[start]
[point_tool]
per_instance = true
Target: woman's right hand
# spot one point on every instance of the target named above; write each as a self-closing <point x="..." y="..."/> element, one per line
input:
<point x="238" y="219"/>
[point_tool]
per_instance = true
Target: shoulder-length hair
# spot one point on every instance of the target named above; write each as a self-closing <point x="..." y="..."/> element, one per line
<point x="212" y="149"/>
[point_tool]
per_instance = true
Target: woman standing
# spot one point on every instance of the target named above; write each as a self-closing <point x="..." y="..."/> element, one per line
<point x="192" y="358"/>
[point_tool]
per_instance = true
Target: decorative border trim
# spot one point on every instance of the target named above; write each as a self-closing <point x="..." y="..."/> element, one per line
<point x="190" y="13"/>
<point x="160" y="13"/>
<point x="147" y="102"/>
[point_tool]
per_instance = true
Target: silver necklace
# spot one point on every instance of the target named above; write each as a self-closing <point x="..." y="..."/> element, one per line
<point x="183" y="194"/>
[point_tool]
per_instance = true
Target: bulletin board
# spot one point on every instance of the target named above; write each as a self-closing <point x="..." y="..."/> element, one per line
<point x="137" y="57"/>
[end]
[start]
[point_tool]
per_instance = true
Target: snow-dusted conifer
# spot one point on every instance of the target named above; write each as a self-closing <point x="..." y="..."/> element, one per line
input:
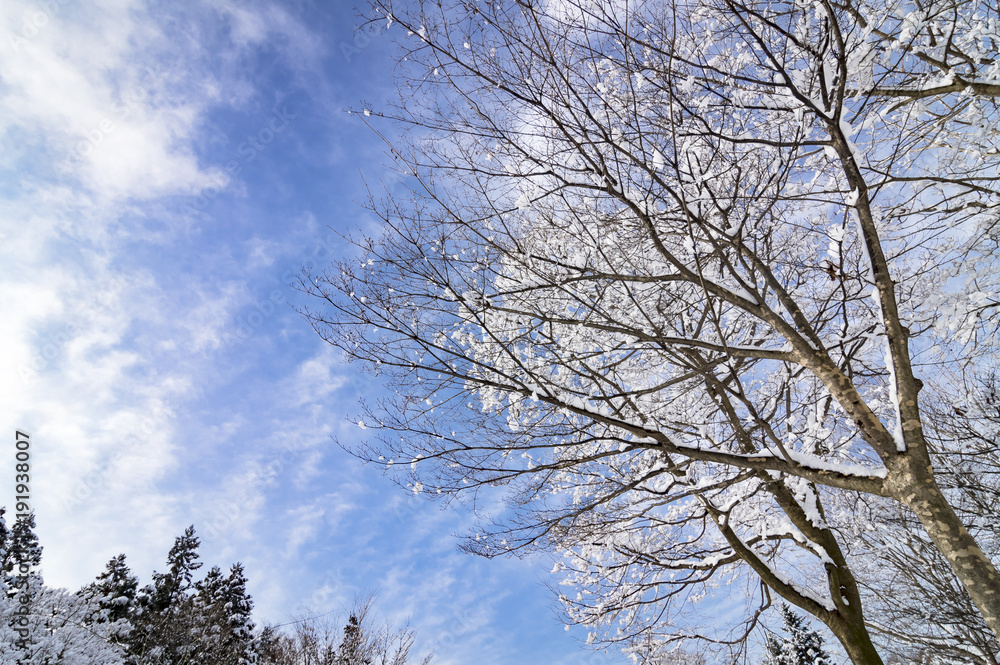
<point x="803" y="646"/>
[end]
- **What is asked**:
Gather every line in the items above that contains the word "woman", and reproduce each such line in full.

- **Exercise output**:
Target: woman's right hand
Target: woman standing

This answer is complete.